+++ DATA SHOWN +++

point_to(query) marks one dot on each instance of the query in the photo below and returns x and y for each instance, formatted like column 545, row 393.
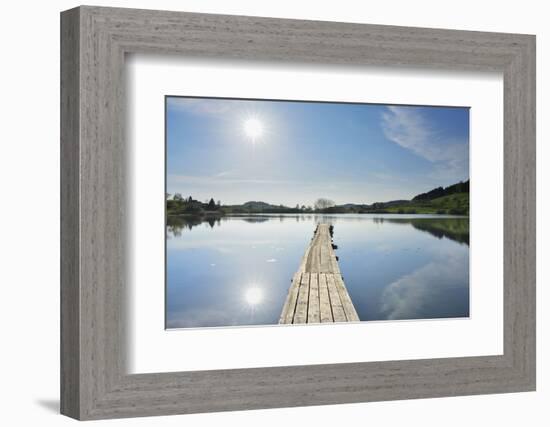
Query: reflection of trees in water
column 175, row 224
column 457, row 229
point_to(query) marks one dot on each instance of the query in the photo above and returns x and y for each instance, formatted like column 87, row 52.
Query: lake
column 236, row 270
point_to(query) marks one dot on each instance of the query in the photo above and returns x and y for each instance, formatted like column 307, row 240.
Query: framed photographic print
column 261, row 213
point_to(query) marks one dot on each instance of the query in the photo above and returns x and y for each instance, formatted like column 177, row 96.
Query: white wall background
column 29, row 212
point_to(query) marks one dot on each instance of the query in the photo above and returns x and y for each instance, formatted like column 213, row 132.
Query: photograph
column 293, row 212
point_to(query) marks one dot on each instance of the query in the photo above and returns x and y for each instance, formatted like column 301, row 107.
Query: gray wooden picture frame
column 94, row 41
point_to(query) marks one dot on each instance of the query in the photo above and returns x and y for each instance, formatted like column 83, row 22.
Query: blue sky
column 349, row 153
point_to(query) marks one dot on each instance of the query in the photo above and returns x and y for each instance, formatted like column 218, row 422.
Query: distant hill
column 453, row 200
column 461, row 187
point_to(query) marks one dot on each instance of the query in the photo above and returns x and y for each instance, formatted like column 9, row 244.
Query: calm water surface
column 237, row 270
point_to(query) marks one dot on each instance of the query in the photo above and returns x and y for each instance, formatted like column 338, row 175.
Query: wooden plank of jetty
column 318, row 293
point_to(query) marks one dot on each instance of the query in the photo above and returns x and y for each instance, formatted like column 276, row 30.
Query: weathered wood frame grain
column 94, row 41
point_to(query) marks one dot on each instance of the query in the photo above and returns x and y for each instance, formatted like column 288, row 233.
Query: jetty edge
column 318, row 293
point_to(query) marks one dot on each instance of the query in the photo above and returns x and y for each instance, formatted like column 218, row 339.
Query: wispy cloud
column 407, row 127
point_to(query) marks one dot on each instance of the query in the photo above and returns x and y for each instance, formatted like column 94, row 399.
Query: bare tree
column 323, row 204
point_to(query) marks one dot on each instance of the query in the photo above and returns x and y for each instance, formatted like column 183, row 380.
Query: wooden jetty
column 318, row 293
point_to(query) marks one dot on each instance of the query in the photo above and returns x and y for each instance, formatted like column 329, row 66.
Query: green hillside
column 454, row 204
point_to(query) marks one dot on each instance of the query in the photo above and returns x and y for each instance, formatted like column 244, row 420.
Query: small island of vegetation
column 451, row 200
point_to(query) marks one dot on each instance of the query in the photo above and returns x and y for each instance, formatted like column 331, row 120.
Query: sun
column 253, row 128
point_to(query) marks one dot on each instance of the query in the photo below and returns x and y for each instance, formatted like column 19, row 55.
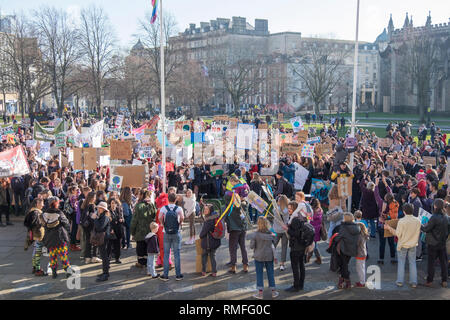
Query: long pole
column 355, row 80
column 163, row 95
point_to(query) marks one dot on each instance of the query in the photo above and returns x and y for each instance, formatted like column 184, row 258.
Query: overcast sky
column 325, row 18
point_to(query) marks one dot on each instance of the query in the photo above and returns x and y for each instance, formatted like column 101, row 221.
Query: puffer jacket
column 437, row 230
column 348, row 238
column 207, row 240
column 143, row 215
column 262, row 244
column 56, row 228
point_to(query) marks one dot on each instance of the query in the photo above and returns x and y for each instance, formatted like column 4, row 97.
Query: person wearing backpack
column 171, row 217
column 144, row 214
column 34, row 223
column 210, row 242
column 264, row 253
column 347, row 240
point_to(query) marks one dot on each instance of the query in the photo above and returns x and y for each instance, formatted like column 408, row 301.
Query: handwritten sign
column 120, row 150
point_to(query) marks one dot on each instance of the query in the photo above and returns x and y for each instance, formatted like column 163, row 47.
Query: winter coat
column 348, row 237
column 262, row 244
column 151, row 240
column 56, row 228
column 233, row 220
column 207, row 240
column 294, row 232
column 369, row 206
column 143, row 215
column 316, row 222
column 103, row 224
column 437, row 230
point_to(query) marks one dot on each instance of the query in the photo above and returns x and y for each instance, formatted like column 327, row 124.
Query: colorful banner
column 13, row 163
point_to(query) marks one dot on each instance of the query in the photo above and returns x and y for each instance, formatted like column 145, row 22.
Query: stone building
column 398, row 91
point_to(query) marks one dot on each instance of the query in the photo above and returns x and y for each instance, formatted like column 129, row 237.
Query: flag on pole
column 154, row 11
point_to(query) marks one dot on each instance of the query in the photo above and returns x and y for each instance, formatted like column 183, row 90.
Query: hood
column 162, row 200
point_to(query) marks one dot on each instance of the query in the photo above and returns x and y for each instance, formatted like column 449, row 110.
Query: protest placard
column 121, row 150
column 429, row 160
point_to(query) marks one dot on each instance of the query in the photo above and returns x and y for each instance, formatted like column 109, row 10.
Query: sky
column 324, row 18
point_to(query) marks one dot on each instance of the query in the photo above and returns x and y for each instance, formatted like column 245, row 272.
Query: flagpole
column 163, row 102
column 355, row 80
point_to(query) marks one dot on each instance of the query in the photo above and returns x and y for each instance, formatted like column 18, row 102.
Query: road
column 129, row 283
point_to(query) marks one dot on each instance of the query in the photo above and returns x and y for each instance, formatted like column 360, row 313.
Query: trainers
column 258, row 295
column 180, row 277
column 164, row 278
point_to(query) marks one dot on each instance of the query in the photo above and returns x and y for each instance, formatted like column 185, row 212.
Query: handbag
column 323, row 231
column 97, row 238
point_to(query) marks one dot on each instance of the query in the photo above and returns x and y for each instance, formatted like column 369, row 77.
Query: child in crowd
column 152, row 250
column 189, row 204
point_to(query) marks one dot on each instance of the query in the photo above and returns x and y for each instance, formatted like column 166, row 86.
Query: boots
column 341, row 283
column 348, row 284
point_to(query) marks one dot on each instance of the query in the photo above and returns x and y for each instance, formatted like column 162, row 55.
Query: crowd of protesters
column 67, row 211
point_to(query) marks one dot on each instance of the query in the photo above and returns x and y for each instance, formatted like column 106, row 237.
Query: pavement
column 126, row 282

+++

Only the lines containing "below" are needed; copy each of them from the data.

| SOLVED PROBLEM |
point_to(query) marks one dot on each instance of the query in the photo below and returns x and y for each instance, formatted like column 545, row 393.
point_to(query) marks one dot on each instance of the query in the photo below and returns x and y for each instance, formatted like column 19, row 55.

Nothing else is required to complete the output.